_Task objective_
Switch each occurrence of "bounding box" in the items below to "rectangle", and reproduce the items with everything else left unchanged.

_Material for this exercise_
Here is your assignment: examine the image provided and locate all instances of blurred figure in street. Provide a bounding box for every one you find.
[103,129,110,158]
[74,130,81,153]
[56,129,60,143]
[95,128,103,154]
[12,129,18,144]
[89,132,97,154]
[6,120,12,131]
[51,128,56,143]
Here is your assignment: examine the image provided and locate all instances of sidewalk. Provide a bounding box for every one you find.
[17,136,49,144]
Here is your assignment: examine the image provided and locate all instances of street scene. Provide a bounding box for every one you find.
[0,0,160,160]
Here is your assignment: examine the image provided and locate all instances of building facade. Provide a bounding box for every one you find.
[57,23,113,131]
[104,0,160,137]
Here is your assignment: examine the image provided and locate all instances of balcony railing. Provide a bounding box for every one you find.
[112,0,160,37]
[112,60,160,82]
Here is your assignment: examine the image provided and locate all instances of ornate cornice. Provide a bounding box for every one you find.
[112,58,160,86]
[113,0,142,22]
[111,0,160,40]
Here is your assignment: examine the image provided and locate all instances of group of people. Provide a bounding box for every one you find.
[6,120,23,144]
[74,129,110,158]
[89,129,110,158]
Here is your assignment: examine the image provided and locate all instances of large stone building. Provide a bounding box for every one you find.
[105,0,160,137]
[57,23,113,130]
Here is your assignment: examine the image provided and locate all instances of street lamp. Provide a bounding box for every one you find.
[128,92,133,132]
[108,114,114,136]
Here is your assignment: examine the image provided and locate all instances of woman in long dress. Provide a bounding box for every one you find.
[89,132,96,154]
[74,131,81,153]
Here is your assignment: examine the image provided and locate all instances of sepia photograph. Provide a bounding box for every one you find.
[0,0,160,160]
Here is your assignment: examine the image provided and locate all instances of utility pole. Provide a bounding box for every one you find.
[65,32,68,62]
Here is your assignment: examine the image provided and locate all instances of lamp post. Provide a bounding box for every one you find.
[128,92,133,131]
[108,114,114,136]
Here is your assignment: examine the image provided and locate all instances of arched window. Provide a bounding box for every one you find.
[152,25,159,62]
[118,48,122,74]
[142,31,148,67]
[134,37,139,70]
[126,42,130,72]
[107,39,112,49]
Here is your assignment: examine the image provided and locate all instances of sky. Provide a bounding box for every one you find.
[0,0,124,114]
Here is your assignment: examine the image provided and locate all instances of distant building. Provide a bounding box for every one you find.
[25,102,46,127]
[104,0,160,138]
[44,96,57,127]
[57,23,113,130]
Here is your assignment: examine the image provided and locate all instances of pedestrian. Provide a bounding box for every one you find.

_Answer to the problem_
Here is your assignment: examine the image provided and locate all instances of blurred figure in street. Provide a rectangle for every one you find.
[103,129,110,158]
[74,130,81,153]
[56,129,60,143]
[95,128,103,154]
[12,129,18,144]
[89,132,97,154]
[6,120,12,131]
[51,128,56,143]
Here is your assignment: examine the image provided and locate all instances of sidewalk. Provide a rectangle for every one you find.
[17,136,49,144]
Here is your assignment: examine the image provided and locate all instances of street scene. Provide a rectangle for every one you find.
[0,0,160,160]
Here is your assignment: examine the image provided and locate all instances of building facade. Provide a rectangle for every one you find.
[57,23,113,131]
[104,0,160,137]
Here is your assignment: examine the image provided and locate all instances of balcony railing. Provide a rectangle for every one you find.
[112,0,160,37]
[112,60,160,82]
Here is your assignment: examine the image provided and locate all instances of ornate cornice. Provide a rectangle for every one you find.
[112,58,160,86]
[113,0,142,22]
[111,0,160,40]
Here is your assignment: examine the image provided and locate all instances of group of people. Provide a rectangle for every one you find.
[6,120,23,144]
[74,129,110,158]
[89,129,110,158]
Here is your assignment: examine the image provided and locate all instances of large stone building. Provide a rectangle for every one you find.
[105,0,160,137]
[57,23,113,130]
Here is your assignment: examine the image provided and locate all instances of street lamp. Provide a rectangle for every one you find.
[128,92,133,132]
[108,114,114,136]
Here is your assignment: examine the image provided and locate all instances of woman in long dress. Provide a rectangle for every one you find.
[89,132,96,154]
[74,131,81,153]
Here is your assignment: examine the image provided and locate all instances of sepia photograph. Provide a rectangle for every one you find.
[0,0,160,160]
Here is your assignment: examine the image provided and locate all instances of utility pole. Provide a rectangle for every one you find.
[65,32,68,62]
Here is your assignment: examine the image provided and locate all instances of lamp post. Provide a rectangle for every one you find.
[128,92,133,131]
[108,114,114,136]
Here is your assignment: examine the image provided and locate all instances of arched window. Provide a rectangle for every one you find.
[152,25,159,62]
[118,48,122,74]
[142,31,148,67]
[134,37,139,70]
[126,42,130,72]
[107,39,112,49]
Here is your assignment: examine the image provided and locate all instances of sky. Provide a rectangle for every one you find.
[0,0,124,114]
Here is your assignment: examine the image provided and locate all instances of distant building. Provide a rectangle for every one you find.
[25,102,46,127]
[104,0,160,138]
[44,96,57,127]
[57,23,113,130]
Here is your assignment: examine the image provided and locate all instances of pedestrian. Provide a rectangle for every one you find.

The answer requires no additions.